Combining the power of NDR with IDS and intrusion prevention system (IPS) tools can also bolster an organization's network security. IDS solutions do a good job of monitoring north-south traffic — meaning they focus on traffic entering and exiting a network — and can detect a wide range of known threats. These capabilities make IDS tools a fine complementary technology to NDR, which excels at detecting anomalous behaviors and threats in east-west traffic. Another complementary tool is IPS, which often works together with IDS and NDR tools. IPS tools can identify known threats, and with the ability to block traffic from suspicious sources, they offer response options that go a step further than IDS. However, IPS tools are notorious for creating false alerts and generally lack the ability to reliably detect new and unknown threats. 

Security information and event management (SIEM) tools are found in almost every security operations center, and for good reason. They can gather data from several different sources — including NDR solutions — to offer a consolidated view of an organization's digital ecosystem. SIEM solutions can also detect security events and potential threats, providing security teams with early warnings. Where SIEM tools can struggle is in their reliance on logs, which lack the depth and context of information available in network packets, the primary data source for NDR. In parallel, user and entity behavior analytics (UEBA) solutions introduce another layer of defense by monitoring and analyzing user and system behavior patterns to identify anomalies that can indicate attacks in progress. UEBA tools are often combined with SIEMs, and many UEBA capabilities are also available as features in NDR solutions.

**Information provided**
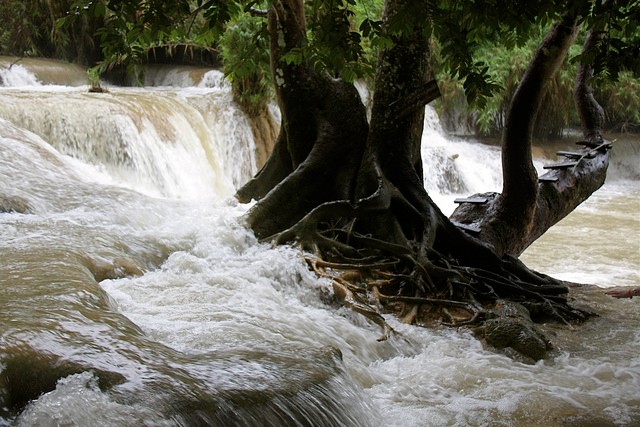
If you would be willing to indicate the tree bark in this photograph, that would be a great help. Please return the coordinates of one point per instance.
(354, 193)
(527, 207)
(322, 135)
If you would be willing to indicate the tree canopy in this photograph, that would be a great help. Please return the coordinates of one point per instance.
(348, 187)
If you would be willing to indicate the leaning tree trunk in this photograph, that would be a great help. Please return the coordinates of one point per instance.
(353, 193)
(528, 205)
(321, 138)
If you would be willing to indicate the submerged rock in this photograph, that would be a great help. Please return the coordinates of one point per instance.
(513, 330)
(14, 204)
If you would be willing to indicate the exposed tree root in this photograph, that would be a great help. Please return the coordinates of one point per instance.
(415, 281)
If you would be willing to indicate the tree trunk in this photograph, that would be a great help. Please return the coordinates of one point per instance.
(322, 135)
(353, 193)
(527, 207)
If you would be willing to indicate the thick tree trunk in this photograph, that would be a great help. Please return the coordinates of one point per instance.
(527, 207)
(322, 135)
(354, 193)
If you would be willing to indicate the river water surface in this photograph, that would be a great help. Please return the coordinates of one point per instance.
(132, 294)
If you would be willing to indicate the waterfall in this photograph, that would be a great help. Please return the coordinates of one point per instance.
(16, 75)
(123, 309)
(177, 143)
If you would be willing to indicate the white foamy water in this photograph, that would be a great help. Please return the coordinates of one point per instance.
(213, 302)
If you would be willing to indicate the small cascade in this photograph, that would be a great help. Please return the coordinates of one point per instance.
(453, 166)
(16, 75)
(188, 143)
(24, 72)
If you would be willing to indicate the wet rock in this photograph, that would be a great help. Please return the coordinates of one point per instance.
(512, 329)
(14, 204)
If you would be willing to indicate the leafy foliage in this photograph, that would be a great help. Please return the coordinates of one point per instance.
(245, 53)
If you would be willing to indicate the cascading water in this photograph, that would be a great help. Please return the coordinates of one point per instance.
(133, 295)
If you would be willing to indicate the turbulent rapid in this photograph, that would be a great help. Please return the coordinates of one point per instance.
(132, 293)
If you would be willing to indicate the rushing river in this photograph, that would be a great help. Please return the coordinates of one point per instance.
==
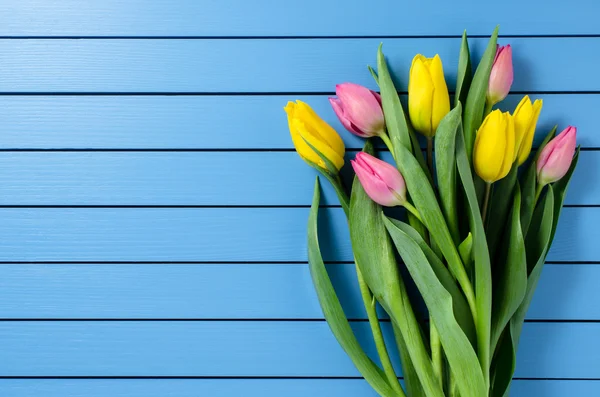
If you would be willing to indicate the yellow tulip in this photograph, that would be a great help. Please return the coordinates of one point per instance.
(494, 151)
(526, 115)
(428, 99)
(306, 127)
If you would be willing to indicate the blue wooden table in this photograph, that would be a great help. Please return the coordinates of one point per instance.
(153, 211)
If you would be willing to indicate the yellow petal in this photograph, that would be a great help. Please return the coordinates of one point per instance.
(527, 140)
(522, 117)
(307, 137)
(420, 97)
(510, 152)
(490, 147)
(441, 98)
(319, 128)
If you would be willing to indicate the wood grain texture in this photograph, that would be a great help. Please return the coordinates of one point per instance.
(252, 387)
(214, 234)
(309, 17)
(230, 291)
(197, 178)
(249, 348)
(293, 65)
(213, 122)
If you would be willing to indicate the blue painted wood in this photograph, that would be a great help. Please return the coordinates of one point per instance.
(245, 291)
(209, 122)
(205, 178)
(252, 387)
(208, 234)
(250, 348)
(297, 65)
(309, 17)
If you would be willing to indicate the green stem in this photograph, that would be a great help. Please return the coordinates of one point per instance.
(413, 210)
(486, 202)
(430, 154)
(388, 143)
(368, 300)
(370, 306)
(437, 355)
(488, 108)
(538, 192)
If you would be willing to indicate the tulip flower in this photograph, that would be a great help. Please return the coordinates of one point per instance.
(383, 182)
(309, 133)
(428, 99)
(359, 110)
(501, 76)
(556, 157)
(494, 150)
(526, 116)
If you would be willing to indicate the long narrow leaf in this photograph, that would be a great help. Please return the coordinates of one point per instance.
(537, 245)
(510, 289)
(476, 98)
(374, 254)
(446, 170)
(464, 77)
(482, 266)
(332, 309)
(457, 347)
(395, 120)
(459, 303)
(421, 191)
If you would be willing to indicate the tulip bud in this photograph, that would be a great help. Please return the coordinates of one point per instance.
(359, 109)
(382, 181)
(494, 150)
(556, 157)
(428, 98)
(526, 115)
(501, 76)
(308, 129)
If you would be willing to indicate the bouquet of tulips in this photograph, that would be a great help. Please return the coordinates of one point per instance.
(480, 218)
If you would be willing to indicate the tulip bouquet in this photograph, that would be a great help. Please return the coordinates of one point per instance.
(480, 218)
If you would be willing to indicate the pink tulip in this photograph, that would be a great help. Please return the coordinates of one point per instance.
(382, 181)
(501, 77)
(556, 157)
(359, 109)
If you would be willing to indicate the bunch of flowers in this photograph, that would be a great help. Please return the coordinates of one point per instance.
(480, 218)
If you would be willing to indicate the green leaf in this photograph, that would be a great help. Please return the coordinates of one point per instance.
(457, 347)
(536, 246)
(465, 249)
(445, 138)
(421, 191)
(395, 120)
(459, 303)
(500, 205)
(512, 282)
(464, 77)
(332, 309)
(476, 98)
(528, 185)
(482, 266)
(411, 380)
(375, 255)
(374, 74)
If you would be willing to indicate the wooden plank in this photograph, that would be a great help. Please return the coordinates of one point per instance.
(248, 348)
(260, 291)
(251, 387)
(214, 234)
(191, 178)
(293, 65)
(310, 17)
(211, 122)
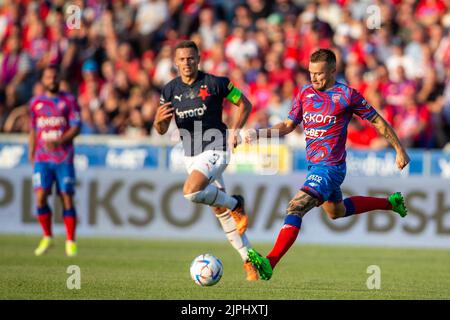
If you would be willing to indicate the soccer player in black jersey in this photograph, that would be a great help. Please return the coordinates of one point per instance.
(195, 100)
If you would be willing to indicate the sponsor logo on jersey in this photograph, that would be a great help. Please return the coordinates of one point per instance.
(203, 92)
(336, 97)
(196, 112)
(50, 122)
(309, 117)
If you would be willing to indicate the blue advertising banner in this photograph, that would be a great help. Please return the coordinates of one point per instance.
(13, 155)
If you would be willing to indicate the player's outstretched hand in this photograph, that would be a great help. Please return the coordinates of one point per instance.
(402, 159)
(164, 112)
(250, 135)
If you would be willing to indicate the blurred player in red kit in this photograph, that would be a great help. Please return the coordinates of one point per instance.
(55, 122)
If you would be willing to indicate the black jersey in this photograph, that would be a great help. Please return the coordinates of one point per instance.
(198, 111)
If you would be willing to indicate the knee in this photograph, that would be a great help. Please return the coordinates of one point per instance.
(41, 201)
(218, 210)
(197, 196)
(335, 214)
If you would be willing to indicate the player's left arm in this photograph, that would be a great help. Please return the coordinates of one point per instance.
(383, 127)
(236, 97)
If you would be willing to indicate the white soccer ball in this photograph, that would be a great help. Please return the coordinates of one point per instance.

**Exercise 1**
Answer these questions using the network security text.
(a) Which kind of traffic do IDS solutions do a good job of monitoring?
(b) For what are IPS tools notorious?
(c) What is the primary data source for NDR?
**Exercise 2**
Using the network security text, explain in one to three sentences why SIEM tools can struggle.
**Exercise 3**
Carry the network security text forward in the same style.

**Response box 1**
(a) North-south traffic, meaning traffic entering and exiting a network.
(b) Creating false alerts.
(c) Network packets.

**Response box 2**
SIEM tools can struggle because they rely on logs. Logs lack the depth and context of the information available in network packets, which are the primary data source for NDR.

**Response box 3**
Protecting Guests and Sensitive Data

To effectively prioritize guest safety while embracing cybersecurity in general, businesses in the hospitality industry also need a dynamic risk mitigation method that adapts to the evolving threat landscape.

To effectively manage cybersecurity risks, it is important to begin by conducting a comprehensive risk assessment that provides essential context for decision-making. This assessment should identify potential vulnerabilities within your network, systems, and processes, taking into account both internal and external threats, such as cyberattacks, insider risks, and human error. By automating response workflows using some of the solutions mentioned earlier, organizations can proactively intercept threats before they metastasize. To ensure a structured and strategic approach, it is recommended to align cybersecurity efforts with established frameworks and standards, such as the NIST Cybersecurity Framework or ISO 27001.

It's also imperative for hospitality brands to classify the data they collect and store, with a focus on safeguarding sensitive guest information, including critical personally identifiable information (PII). Robust encryption protocols and stringent access controls should be implemented to secure sensitive data against unauthorized access. It is also important to ensure compliance with data protection and privacy regulations such as GDPR or CCPA, depending on the operational location and guest demographics.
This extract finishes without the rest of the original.